• **REQUIRED WORK**
In this exercise, every entry is to be copied exactly.

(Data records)
>>>>>

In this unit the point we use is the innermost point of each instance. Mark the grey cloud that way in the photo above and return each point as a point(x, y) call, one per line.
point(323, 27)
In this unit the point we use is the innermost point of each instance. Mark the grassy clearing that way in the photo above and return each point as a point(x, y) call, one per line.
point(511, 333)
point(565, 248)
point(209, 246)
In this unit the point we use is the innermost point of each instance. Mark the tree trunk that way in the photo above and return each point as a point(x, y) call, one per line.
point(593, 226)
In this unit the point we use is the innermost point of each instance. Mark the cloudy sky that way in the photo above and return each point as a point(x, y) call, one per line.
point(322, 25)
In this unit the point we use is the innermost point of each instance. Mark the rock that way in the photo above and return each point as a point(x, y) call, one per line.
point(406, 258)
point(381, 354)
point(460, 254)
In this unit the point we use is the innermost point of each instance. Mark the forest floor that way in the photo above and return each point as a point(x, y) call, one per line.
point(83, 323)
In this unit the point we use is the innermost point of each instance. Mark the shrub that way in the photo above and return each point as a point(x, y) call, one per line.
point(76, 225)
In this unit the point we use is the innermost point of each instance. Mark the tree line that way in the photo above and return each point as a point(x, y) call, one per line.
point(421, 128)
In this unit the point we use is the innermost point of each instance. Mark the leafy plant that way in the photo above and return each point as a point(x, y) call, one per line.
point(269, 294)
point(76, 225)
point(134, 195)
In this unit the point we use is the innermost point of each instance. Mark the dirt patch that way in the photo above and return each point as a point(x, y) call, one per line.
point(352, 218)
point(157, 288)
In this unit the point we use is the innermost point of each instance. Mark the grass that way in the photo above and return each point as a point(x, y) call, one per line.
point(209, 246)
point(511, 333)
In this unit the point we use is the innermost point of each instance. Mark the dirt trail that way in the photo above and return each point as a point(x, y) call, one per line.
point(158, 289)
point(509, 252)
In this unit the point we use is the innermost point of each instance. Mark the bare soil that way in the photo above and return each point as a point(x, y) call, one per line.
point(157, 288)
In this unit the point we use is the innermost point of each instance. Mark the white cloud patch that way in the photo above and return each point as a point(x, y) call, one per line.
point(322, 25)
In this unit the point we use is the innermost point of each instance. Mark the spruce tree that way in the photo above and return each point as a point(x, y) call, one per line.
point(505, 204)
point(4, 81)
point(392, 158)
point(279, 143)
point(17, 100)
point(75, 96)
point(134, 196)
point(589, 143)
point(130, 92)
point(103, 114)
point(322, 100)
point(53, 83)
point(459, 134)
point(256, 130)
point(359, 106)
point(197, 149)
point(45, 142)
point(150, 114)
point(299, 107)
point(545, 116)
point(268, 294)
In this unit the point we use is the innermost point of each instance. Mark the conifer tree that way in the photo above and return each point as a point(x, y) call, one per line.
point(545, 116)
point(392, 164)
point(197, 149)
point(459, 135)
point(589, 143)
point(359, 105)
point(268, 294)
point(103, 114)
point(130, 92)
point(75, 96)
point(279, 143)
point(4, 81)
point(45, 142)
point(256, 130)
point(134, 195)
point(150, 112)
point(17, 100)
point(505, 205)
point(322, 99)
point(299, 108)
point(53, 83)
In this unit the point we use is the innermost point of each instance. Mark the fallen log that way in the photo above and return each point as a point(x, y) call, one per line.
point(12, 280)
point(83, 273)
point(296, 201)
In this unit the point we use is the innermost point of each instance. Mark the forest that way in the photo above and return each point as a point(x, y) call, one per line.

<<<<<

• **EXERCISE RESPONSE**
In this unit the point we use is the innermost point of each instance. Mark the grey cloud that way in the photo above and return each point as a point(x, y) call, one per line.
point(323, 27)
In this unit the point we use is the innermost point of each instance. Mark the grassy clearing that way in the photo above and return each point as a point(x, y) call, one per line.
point(511, 333)
point(565, 248)
point(209, 246)
In this unit the point we use is the innermost point of each instance. Mark the tree trunk that way in the photo above and return each point as a point(x, y) call, one per line.
point(593, 226)
In this unit the point we use is the innermost point of each instance. Mark the cloudy sky that way in the photo above and return each point as a point(x, y) call, one per line.
point(322, 25)
In this unit the point we use is the innermost point of each instance. Mark the rock that way in the photo above and return each point as a point(x, y) call, one per line.
point(406, 258)
point(381, 354)
point(460, 254)
In this unit the point we use is the innermost point of each instance. Mark the forest floor that way in the photo above and return each point as a point(x, y) call, one per line.
point(83, 323)
In this unit the point we use is the innermost point of each instance. Mark the shrub that way in the photo above and return each point as a point(x, y) call, one per line.
point(76, 225)
In this unit the point we use is the innermost point of each instance. Mark the tree line that way in the photo above and return each point as a point(x, y) call, one per line.
point(421, 128)
In this unit the point we use is the innermost point of each instance. Mark the leafy plant that way in the photo above and return each point as a point(x, y) call, one per line.
point(269, 294)
point(76, 225)
point(134, 195)
In this unit the point we use is the innermost point of each instance. Mark the dirt patch that way in the photo above and return each point as a point(x, y) call, one per line.
point(352, 218)
point(157, 288)
In this unit the point we use is the innermost point of each instance. Mark the grass that way in the photo above and return each point as a point(x, y) call, one per line.
point(209, 246)
point(511, 333)
In this unit the point we use is the innermost point of each instance. Mark the dirt trail that way in the photo above and return each point as a point(x, y) call, one per line.
point(158, 289)
point(509, 252)
In this unit the point we use is the innermost point of each instance. Mark the bare soil that way in the photo above and return each point as a point(x, y) call, one per line.
point(157, 288)
In this unit the point we use is the innermost point of each instance. Mark the white cloud patch that way in the photo above and return each point as a point(x, y) call, one per line.
point(322, 25)
In this unit the point we use is the innermost point of each instance. Mark the spruce tree that way in the photo above and return each point as a point(x, y) call, one per line.
point(505, 204)
point(4, 81)
point(392, 158)
point(279, 143)
point(17, 100)
point(75, 96)
point(134, 196)
point(589, 143)
point(130, 92)
point(103, 114)
point(322, 100)
point(53, 83)
point(459, 134)
point(256, 130)
point(359, 106)
point(197, 149)
point(45, 142)
point(150, 114)
point(299, 107)
point(545, 116)
point(268, 294)
In this unit the point we use is the innermost point of each instance. Mark the conifer tree that way in the photo above and return each point as a point(x, y) call, one per line.
point(545, 116)
point(392, 164)
point(197, 149)
point(459, 135)
point(589, 143)
point(359, 105)
point(268, 294)
point(103, 114)
point(130, 92)
point(75, 96)
point(279, 143)
point(4, 81)
point(45, 142)
point(256, 130)
point(134, 195)
point(150, 112)
point(17, 100)
point(505, 205)
point(322, 99)
point(299, 108)
point(53, 83)
In this unit the point we use is the innermost point of each instance. Mark the fallen log that way in the photo above and return each point as a point(x, y) call, one per line.
point(12, 280)
point(83, 273)
point(296, 201)
In this unit the point we use is the innermost point of each instance. Mark the forest that way in the photo above and return each point as a point(x, y) call, one per line.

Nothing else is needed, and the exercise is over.